--- The problem ---
Set down exactly the lines from the one containing "the red plastic" through the last line of the records below, both included, and nothing else.

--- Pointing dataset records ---

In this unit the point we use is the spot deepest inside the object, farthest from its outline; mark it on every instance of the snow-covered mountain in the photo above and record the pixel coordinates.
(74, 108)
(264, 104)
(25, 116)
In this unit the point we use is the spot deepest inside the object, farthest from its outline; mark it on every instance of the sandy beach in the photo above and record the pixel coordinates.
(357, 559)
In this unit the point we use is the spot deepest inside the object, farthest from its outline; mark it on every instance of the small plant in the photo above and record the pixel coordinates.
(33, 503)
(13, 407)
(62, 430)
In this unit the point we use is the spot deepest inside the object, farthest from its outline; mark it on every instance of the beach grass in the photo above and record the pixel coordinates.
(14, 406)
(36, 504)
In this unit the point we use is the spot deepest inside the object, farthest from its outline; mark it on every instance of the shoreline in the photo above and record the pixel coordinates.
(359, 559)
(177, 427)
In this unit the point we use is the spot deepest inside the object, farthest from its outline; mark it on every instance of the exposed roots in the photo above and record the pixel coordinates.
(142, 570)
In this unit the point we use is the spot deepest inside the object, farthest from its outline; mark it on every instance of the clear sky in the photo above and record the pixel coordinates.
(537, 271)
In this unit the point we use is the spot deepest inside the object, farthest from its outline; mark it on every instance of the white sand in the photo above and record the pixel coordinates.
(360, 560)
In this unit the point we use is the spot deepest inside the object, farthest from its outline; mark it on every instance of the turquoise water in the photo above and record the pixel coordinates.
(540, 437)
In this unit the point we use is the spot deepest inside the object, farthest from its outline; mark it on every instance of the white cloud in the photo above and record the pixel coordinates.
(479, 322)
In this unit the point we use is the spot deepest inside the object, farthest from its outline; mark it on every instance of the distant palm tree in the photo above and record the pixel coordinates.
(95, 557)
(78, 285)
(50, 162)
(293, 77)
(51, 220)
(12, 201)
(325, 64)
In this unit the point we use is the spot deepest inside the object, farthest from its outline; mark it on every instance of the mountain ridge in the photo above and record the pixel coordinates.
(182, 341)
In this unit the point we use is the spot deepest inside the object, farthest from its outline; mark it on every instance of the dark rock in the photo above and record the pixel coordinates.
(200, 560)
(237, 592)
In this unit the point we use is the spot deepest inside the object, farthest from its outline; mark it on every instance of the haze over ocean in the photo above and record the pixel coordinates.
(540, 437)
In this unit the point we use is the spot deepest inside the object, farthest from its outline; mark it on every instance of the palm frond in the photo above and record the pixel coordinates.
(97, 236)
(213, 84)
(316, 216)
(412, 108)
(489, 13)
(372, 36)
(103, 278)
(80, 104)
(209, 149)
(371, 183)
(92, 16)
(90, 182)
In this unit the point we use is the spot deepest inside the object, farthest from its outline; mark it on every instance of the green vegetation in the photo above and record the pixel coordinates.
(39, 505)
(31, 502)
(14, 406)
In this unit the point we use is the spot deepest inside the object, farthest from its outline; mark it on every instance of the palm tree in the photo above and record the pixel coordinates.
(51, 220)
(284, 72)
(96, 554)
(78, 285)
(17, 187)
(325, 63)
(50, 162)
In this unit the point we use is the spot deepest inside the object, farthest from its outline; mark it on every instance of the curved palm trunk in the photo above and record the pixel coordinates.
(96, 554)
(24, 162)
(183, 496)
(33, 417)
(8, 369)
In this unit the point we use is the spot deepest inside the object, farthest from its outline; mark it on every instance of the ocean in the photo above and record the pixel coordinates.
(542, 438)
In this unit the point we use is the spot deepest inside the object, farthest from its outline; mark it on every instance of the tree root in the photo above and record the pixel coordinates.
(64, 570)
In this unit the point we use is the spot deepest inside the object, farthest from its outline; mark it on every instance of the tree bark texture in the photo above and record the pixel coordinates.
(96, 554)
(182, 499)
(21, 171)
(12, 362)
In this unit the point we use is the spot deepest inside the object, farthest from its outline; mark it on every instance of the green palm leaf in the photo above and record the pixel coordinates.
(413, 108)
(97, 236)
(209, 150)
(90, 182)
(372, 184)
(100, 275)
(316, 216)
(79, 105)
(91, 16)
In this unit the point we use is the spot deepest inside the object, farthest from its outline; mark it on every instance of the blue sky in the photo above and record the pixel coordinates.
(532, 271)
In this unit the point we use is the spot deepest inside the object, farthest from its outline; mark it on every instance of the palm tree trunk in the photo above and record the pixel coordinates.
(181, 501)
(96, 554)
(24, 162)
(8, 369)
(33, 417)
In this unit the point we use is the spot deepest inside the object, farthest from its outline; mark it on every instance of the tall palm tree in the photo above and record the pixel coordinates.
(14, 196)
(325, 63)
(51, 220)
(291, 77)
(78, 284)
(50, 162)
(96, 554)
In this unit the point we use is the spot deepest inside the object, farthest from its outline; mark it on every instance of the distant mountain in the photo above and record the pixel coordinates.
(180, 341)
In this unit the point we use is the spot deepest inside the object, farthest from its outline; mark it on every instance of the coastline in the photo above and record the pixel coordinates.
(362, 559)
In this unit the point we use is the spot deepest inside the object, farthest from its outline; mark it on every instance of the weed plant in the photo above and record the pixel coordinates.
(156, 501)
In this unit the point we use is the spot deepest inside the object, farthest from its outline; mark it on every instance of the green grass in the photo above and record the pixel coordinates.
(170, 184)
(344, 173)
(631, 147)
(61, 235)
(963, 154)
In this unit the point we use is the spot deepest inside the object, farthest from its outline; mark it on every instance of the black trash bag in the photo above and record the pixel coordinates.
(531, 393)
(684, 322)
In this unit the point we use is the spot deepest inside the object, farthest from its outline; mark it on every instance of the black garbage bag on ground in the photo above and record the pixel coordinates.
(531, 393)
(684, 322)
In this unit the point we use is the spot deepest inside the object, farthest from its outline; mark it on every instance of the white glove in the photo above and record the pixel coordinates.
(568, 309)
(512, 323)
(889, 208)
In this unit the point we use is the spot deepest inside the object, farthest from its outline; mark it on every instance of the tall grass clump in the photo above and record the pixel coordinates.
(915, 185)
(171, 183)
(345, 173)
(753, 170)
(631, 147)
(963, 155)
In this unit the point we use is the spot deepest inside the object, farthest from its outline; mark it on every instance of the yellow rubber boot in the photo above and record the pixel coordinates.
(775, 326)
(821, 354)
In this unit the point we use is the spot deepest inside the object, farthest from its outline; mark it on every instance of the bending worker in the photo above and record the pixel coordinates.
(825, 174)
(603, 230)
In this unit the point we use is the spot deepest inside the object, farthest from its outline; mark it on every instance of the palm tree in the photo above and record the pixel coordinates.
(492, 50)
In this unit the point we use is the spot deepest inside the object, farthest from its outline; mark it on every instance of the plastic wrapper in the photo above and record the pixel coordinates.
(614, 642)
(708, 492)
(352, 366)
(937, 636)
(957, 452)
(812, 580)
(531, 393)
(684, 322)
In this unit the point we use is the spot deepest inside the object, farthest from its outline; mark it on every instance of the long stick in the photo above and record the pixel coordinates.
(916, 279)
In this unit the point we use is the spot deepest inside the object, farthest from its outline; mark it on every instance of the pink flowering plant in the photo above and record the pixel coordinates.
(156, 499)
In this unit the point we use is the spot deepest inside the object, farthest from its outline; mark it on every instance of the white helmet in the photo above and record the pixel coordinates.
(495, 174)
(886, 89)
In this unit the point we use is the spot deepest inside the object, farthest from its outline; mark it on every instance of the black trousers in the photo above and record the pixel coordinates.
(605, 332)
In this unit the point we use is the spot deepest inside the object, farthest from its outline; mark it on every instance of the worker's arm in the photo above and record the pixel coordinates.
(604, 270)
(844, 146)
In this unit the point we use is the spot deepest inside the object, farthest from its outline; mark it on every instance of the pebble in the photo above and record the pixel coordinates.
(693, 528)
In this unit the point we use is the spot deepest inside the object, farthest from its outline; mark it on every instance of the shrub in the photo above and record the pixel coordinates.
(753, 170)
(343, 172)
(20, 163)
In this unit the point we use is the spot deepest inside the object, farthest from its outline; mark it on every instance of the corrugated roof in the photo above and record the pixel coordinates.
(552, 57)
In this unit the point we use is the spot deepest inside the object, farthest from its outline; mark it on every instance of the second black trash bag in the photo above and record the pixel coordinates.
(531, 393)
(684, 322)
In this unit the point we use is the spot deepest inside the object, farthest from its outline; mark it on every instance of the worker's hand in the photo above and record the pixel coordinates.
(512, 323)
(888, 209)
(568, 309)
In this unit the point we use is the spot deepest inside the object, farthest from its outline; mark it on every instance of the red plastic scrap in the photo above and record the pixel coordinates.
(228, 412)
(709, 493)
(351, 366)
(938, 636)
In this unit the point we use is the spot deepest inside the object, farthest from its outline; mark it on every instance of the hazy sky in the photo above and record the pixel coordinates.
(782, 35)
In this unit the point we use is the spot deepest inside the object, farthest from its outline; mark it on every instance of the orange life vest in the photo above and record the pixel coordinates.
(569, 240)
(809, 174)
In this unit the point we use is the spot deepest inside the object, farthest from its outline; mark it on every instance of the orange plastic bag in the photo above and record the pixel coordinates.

--- Complete answer ---
In this unit the point we use is the spot deepest inside the object, farthest from its outline; mark it on every instance of the red plastic scrap in the photo above and record the pixel coordinates.
(228, 412)
(709, 493)
(351, 366)
(938, 636)
In this unit the point we use is the spot deepest inside the object, farthest from its outline; mark it on every instance of the hazy sky in the photo above and record the pixel coordinates.
(782, 35)
In this unit the point we use is the spot deepest inside the object, farthest from its outline; mark it on every instance of the orange life vest in the photo above and record the pixel coordinates.
(569, 240)
(809, 174)
In this unit the point we use is the spot deepest inside the object, farthest from its outline; mark it on every instance of the orange plastic bag in the photo above and record the pixel coordinates.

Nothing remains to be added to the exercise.